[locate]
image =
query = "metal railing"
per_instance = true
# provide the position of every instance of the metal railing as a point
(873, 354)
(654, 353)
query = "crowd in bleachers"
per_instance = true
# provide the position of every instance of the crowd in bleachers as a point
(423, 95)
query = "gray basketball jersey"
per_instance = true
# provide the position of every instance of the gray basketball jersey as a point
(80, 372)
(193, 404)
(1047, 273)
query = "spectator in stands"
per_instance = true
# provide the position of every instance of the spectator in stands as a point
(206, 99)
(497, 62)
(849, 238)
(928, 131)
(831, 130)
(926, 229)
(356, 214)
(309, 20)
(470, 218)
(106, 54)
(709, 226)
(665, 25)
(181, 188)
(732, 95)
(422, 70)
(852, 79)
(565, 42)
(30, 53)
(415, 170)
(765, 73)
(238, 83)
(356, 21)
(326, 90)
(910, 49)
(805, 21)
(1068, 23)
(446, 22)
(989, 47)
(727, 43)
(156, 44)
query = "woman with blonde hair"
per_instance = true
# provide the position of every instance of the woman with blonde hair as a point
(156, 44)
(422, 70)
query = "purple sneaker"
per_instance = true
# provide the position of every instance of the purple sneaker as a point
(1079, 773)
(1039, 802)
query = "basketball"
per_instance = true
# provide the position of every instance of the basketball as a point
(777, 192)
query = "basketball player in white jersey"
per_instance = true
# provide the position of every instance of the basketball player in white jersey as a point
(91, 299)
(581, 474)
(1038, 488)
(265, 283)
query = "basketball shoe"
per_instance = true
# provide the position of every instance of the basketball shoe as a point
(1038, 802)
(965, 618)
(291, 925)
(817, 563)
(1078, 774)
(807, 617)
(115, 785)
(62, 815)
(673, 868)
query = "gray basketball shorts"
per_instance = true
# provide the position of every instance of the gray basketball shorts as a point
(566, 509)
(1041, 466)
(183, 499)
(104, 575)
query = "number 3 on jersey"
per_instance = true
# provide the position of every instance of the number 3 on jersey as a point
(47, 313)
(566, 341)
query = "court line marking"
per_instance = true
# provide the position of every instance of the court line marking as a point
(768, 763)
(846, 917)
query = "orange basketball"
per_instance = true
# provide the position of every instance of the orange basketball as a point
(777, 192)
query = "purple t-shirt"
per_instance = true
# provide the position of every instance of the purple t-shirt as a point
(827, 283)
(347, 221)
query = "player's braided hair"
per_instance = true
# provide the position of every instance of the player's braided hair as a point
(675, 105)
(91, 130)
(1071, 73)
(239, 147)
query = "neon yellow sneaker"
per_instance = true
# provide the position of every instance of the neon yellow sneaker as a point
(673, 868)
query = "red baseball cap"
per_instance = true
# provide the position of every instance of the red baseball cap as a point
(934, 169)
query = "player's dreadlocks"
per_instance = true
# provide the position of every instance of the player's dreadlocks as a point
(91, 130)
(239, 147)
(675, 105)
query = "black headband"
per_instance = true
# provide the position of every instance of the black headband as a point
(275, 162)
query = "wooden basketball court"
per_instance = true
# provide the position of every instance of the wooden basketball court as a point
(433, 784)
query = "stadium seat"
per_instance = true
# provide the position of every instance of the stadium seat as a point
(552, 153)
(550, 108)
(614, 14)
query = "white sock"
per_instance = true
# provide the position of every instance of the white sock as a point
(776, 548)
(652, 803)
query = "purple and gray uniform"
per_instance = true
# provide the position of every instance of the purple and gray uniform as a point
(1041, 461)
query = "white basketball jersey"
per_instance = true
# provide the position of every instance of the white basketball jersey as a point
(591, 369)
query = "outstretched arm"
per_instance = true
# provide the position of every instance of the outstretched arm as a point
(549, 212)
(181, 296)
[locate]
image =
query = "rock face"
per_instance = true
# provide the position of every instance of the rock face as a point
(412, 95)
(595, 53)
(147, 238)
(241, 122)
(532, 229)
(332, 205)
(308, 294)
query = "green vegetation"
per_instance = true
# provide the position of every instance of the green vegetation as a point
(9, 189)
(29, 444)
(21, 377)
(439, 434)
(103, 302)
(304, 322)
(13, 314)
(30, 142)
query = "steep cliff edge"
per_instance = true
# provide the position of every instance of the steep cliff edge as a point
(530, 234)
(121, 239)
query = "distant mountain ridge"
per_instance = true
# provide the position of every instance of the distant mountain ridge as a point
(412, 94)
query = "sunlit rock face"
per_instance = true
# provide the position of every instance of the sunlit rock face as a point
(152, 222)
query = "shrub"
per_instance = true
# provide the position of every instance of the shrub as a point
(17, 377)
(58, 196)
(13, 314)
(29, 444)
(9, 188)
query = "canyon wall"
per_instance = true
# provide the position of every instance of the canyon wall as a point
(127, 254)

Work instruction:
Each entry is to be written out exactly as it was given.

Task response:
[locate]
image =
query = "metal railing"
per_instance = true
# provide the position of every instance of the metal railing as a point
(873, 354)
(654, 353)
query = "crowd in bleachers"
per_instance = true
# provide the position of every instance of the crowd in bleachers as a point
(423, 95)
query = "gray basketball jersey"
per_instance = true
# provide the position of every instance of the gray basketball jersey as a point
(80, 372)
(193, 404)
(1047, 273)
query = "spectator in stands"
per_instance = true
# provide the position of every instance of the spectator in stands as a point
(206, 99)
(497, 62)
(849, 238)
(928, 131)
(831, 130)
(926, 229)
(356, 214)
(309, 20)
(470, 218)
(106, 54)
(709, 226)
(665, 25)
(181, 188)
(732, 95)
(422, 70)
(852, 79)
(565, 42)
(30, 53)
(415, 170)
(765, 73)
(238, 83)
(356, 21)
(326, 90)
(910, 49)
(805, 21)
(1068, 23)
(446, 22)
(989, 47)
(727, 43)
(156, 44)
query = "woman with blonde hair"
per_instance = true
# provide the position of every instance of the woman with blonde hair as a point
(156, 44)
(422, 70)
query = "purple sneaker"
per_instance = true
# provide the position of every instance of the purple sneaker as a point
(1079, 773)
(1039, 802)
query = "basketball"
per_instance = true
# provide the position of every instance of the basketball as a point
(777, 192)
query = "basketball player in white jersey"
per_instance = true
# provide the position of every instance of the basketball player in white jersey as a point
(91, 299)
(581, 474)
(1038, 488)
(265, 283)
query = "basketball shoe"
per_instance = true
# provide the position of every instance of the basketball shoe as a point
(1038, 802)
(965, 618)
(291, 925)
(817, 563)
(1078, 774)
(807, 617)
(115, 785)
(62, 815)
(673, 868)
query = "gray basketball shorts"
per_instance = true
# provide the position of every instance of the gray basketball shorts as a point
(566, 509)
(1041, 466)
(183, 499)
(104, 575)
query = "number 3 on jersey"
per_instance = true
# provide the position of every instance of the number 3 on jersey as a point
(47, 313)
(566, 341)
query = "court line marking"
per_instance = true
# provide the position of every instance of the court line marking as a point
(768, 763)
(846, 917)
query = "orange basketball"
per_instance = true
# provide the position of every instance of the orange basketball as a point
(777, 192)
query = "purple t-shirt"
per_instance = true
# provide the position of every instance of the purple t-shirt as a point
(827, 283)
(347, 221)
query = "player's braided hair"
per_instance = true
# provide the position of every instance of the player's braided hair as a point
(675, 105)
(91, 130)
(1071, 73)
(239, 147)
query = "neon yellow sneaker"
per_instance = true
# provide the position of every instance of the neon yellow sneaker as a point
(673, 868)
query = "red baseball cap"
per_instance = true
# provide the position of every instance of the red baseball cap as a point
(934, 169)
query = "player's dreadlocks"
per_instance = true
# provide the position of every instance of the player's dreadlocks as a point
(91, 130)
(239, 147)
(675, 105)
query = "black headband"
per_instance = true
# provide the position of every instance of the black headband as a point
(275, 162)
query = "wooden basketball court"
per_instance = true
# provide the position of every instance of the wooden basketball court as a point
(433, 784)
query = "stadium seat"
per_instance = true
# provide the position of every instance of the stadium seat as a point
(552, 153)
(550, 108)
(614, 14)
query = "white sock"
per_instance = true
# provide the position of every instance of the white sock as a point
(776, 548)
(652, 803)
query = "purple and gray uniform"
per_instance = true
# provide the position of every instance of the purple and gray uniform as a point
(1041, 461)
query = "white basketball jersey"
per_instance = true
# provide the position of every instance of the white basketball jersey as a point
(591, 369)
query = "outstretched arm"
per_instance = true
# provide the position of every instance of the outstretched arm as a point
(549, 212)
(181, 296)
[locate]
image =
query = "rock face"
per_instance = true
# provide the position of every instance of the rock face as a point
(412, 95)
(595, 53)
(147, 238)
(241, 122)
(532, 229)
(332, 205)
(308, 294)
query = "green vegetation"
per_instance = true
# provide the position of every instance of the green vegetation as a point
(9, 189)
(29, 444)
(21, 377)
(439, 434)
(103, 302)
(304, 322)
(13, 314)
(30, 142)
query = "steep cliff edge"
per_instance = true
# provide the position of every instance of the steep cliff edge as a point
(530, 234)
(121, 239)
query = "distant mountain ridge"
per_instance = true
# provide the position of every instance of the distant mountain ridge as a point
(412, 94)
query = "sunlit rock face"
per_instance = true
# provide the position of every instance of the sunlit rock face as a point
(152, 222)
query = "shrub"
per_instance = true
# provide the position of every instance of the shrub as a point
(17, 377)
(58, 196)
(13, 314)
(29, 444)
(9, 188)
query = "canyon wall"
per_instance = true
# provide the position of every instance of the canyon wall as a point
(127, 254)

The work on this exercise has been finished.